_Work to do:_ Write out the records word for word, with no pictures.

::::

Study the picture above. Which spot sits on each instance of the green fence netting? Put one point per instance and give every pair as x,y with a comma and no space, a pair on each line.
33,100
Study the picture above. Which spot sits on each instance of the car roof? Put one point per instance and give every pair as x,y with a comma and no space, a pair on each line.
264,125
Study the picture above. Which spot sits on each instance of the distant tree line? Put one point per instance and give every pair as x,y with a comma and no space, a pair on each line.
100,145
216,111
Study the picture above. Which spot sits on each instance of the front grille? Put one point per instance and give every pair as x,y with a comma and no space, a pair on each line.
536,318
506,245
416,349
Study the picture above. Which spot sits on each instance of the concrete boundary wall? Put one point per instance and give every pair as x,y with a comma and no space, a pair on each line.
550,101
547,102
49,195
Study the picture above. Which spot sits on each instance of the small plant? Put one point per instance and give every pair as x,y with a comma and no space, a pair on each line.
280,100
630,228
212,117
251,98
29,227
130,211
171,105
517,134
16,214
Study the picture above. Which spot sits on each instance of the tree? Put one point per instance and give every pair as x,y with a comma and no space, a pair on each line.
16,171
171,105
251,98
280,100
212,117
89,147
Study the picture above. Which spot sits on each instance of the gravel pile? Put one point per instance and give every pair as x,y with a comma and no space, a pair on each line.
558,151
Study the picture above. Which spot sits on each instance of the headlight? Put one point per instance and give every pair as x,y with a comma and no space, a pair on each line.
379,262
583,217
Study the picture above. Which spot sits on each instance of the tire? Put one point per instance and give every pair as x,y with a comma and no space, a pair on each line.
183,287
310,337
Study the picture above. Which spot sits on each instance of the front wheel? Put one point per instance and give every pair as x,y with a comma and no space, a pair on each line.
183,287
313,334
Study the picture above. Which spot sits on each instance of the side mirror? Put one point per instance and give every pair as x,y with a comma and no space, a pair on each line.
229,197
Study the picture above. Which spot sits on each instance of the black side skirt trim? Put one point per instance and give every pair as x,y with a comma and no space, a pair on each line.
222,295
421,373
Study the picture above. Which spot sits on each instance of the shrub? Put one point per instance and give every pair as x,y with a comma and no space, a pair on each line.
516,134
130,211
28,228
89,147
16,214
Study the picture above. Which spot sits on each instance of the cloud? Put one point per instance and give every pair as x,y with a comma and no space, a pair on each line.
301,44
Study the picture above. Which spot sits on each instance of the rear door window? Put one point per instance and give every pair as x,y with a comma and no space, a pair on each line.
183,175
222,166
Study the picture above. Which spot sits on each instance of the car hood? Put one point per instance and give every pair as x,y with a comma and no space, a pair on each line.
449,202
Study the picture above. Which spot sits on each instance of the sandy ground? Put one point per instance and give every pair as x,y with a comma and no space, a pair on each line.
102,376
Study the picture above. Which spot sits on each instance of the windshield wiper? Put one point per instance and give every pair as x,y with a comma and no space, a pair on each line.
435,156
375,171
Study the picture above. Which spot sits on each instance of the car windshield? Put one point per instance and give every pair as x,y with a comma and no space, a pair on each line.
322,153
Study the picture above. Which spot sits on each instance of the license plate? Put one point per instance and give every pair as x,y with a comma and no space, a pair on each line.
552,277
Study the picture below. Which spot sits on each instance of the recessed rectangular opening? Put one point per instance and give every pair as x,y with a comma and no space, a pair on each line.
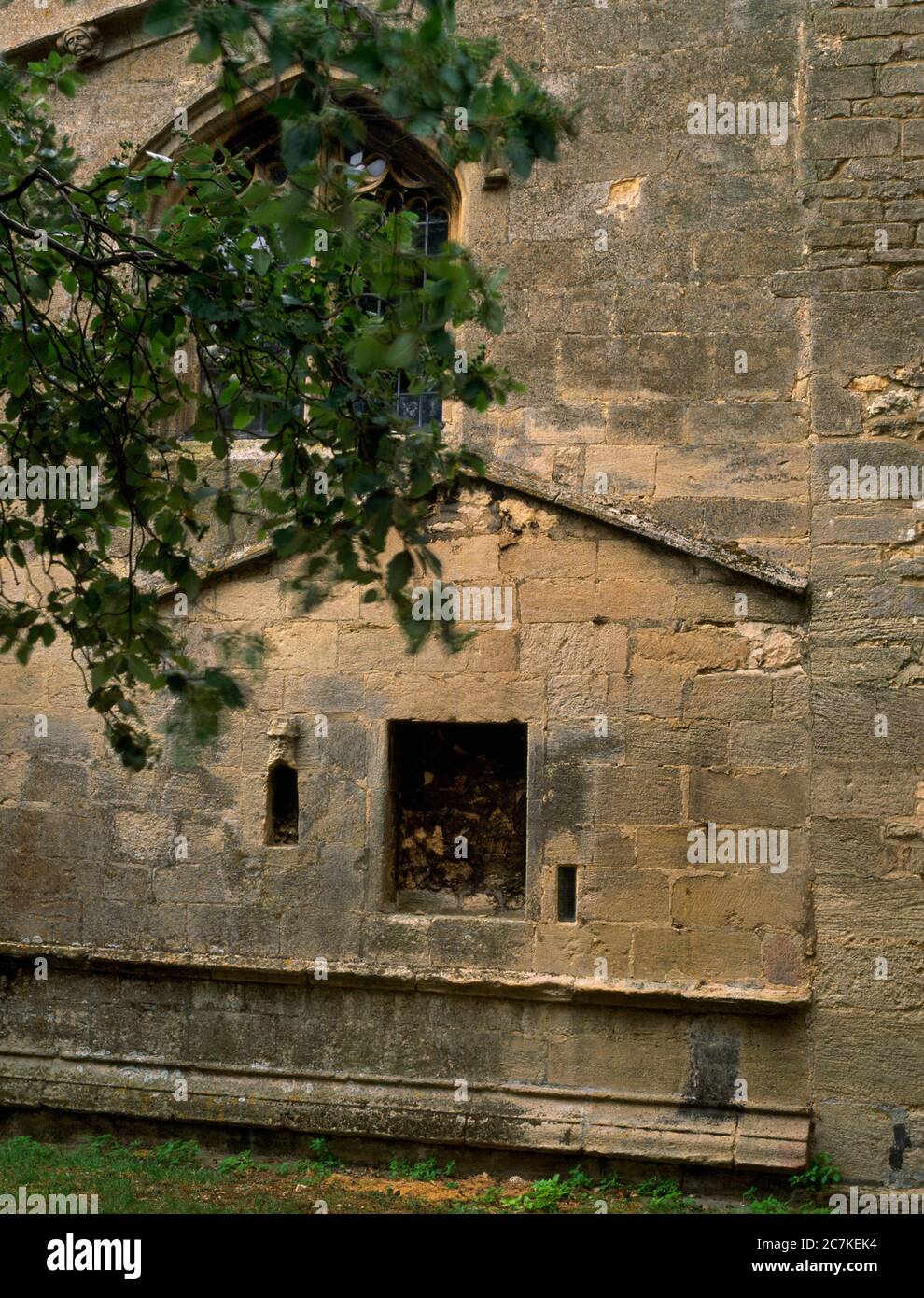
459,815
567,895
282,805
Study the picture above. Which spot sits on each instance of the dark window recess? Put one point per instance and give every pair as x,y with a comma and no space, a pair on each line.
213,379
459,815
567,895
282,805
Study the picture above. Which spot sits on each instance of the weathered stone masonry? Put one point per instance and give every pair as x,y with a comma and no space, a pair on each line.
627,606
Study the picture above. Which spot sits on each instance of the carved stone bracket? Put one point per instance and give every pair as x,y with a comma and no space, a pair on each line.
282,732
82,43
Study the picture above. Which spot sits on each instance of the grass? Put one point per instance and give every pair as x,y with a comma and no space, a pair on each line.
178,1178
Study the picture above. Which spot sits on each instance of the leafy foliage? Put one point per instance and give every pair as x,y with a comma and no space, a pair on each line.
116,291
819,1175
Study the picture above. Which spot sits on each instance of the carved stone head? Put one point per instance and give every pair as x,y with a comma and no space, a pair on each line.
82,43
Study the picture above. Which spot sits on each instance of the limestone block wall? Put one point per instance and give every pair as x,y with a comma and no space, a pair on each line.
640,270
863,273
641,265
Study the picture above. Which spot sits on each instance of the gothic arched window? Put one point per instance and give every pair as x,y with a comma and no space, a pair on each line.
404,176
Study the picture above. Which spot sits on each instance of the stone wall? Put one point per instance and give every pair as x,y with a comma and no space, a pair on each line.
641,270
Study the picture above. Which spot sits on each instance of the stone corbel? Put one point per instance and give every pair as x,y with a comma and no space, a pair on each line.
80,43
283,734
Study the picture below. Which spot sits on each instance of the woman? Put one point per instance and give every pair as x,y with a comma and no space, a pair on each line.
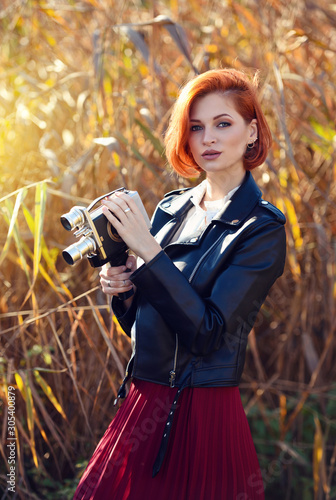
205,269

::::

_Task solution:_
Study the picture above. Which spot sits on each instance of the green fence netting? Put one point per instance and give every pair as x,y with a comma and no space, a pair on each line.
33,100
Study the picture above. Which spot sits on each instance of the car roof? Put one point per instance and give every pair as x,y with a comma and no space, a pair on each line.
264,125
Study the picture above. Which spot sits on each instance of the distant tree line? Put one point per instance and give every pair as x,y with a comma and no space, a pair on each line.
100,145
216,111
Study the picture above. Which spot sits on each instance of the front grille? Put one point per instance and give every pair as x,y with a comma and no space, a pair on each line.
536,318
506,245
416,349
Study the picture above. Which spot sits on each instance of the concrete boundary wall? Put one point per instance and give every pair as x,y with a comma and no space, a pair on each line.
550,101
547,102
49,195
Study the picture above. Which spot sits on each instance of the small plant? Put one point per instance and give every pair as x,y with a comma and no space, a pair on each line.
280,100
630,228
212,117
251,98
29,227
130,211
171,105
517,134
16,214
Study the picture above. Which spot sits on each instance of the tree? Put one point per instance and give every pair as x,y with a comma and no space, a pair on each line.
16,171
171,105
251,98
280,100
212,117
89,147
Study the picture above. Which spot sits on each instance of the gravel pile? Put one point per instance and give every pair as x,y with a comma and no space, a pair on each line.
558,151
Study the picture above. Which spot sits on each instance of the headlight? Put one point per instance and give every pair as x,y with a comma and no space, a pair on each line.
379,262
583,217
Study the picture above. Which spot sits on each instance of the tire? Put one point per instance and give every pair as x,y with a comma and no space, a pair on each line.
183,287
310,337
Study the picture above. Which spot sits on each instance of the front wheel? Put one point per instance and give every pair as x,y with a comma and no space, a pair on each line.
183,287
313,334
Study the picture above. Which spot sits on each instance of the side mirror? Put one point per instance and give every pair as x,y with a comma and no space, a pair on each line.
229,197
Study the picture above. Which spot sits on each instance of the black side skirt trim? Put one point per instance and give every pair as x,y with a comma and no space, a pair on each line.
222,295
421,373
Study the picture above. Which spot sits on each instance of the shrub? Put one point per instance and give every pair as x,y with a comma and no space, a pair on each line.
516,134
130,211
28,228
89,147
16,214
Study the picture above. Which spot sits on each instance of the cloud? Put one point per instance and give every pair as x,y with a comma and no space, a pair on each line.
301,44
Study the picture above. Which spot sits on each instance of the rear door window? Put one point per instance and give every pair as x,y with a comma and no space, a pair on each line.
183,175
222,166
Study the picture above. Which spot sits on each instance of the car hood? Put one point per instance and give every pair as x,y with a comma and no space, a pair on each line.
449,202
Study the picture above. Which spot sits on each instance of the sandy ground? Put one point per instance and give every pair as x,y with a comma and no space, a pair on each line.
102,376
Study the picture above. Which spot sits on each instance of the windshield wiper? Put one point per instance and give every pair as x,y with a comma and no space, a pair on each line.
435,156
375,171
Study the picture above. Which spot sits on each instance of the car windshield? Put one point per instance and give every pair as x,y with a comma and no space, a pair on each line.
322,153
Study the picture above. Which spot sits on each instance of the license plate? Put one point per instance and give every pair as x,y with a comma and no space, a pair on each line.
552,277
Study the picture below. Which spot sits on each instance of the recessed rectangular opening? Put one point per instance and give every pair as x,y with a comma and no space, a pair on each line.
459,815
567,895
282,805
Study the picture above. Which spot sits on each instance of the dark window recess? Put one point per instance and give every pair as x,y with a comma and no space, a pair on each line.
213,379
459,815
567,895
282,805
Study the picture above. Which spot sits on each instance of the weathered stone masonry? Put one point per instance and give every pair as x,y with a comma and no space, a pair on each line.
627,606
Study the picture above. Which spot sits on each instance of the carved stone bracket? Put one point per instance and give every pair as x,y with a comma and no space, a pair on each line.
282,732
82,43
Study the picture above. Which spot sits on each instance of the grass? Put one point per instance and give every pair as x,y with a comma and no space, a pair on each line.
178,1178
Study the picture above. Which spot sits on each instance of the leafy foliage? Put one point per instance and give every pair as x,y with a comma and no space, a pair on each line.
116,291
819,1175
Study the picture above. Which spot sits on each instance of the carved stone head? Put one point per instance and give every pair as x,y with a comma and no space, a pair on each line.
82,43
Study the picture above. Which spot sits on each instance of the limestone block wall? Put one point per instance and give every pair as x,y with a comma and no space, a pair on each line.
640,270
863,273
641,265
Study the picture above. Which spot sits on each instance of the gothic arched window? Put one point per instance and give every pair as x,y with a comma and no space, a pair on each line.
404,176
Study the picture above. Which spot sits on each instance of the stone wall? Put one point per instance and give every pair as x,y with a comma and no space, a pair on each line.
641,270
Study the picture above. Which spot sits on each instance of the stone corbel? Put one point per instance and give every pair as x,y with a comma and no space, a pair on each line.
80,43
283,734
Study the picture below. Which spot sits on each instance of the woman? Put one point per instance and give every pair as x,y with a comma and no space, a pair on each line.
205,269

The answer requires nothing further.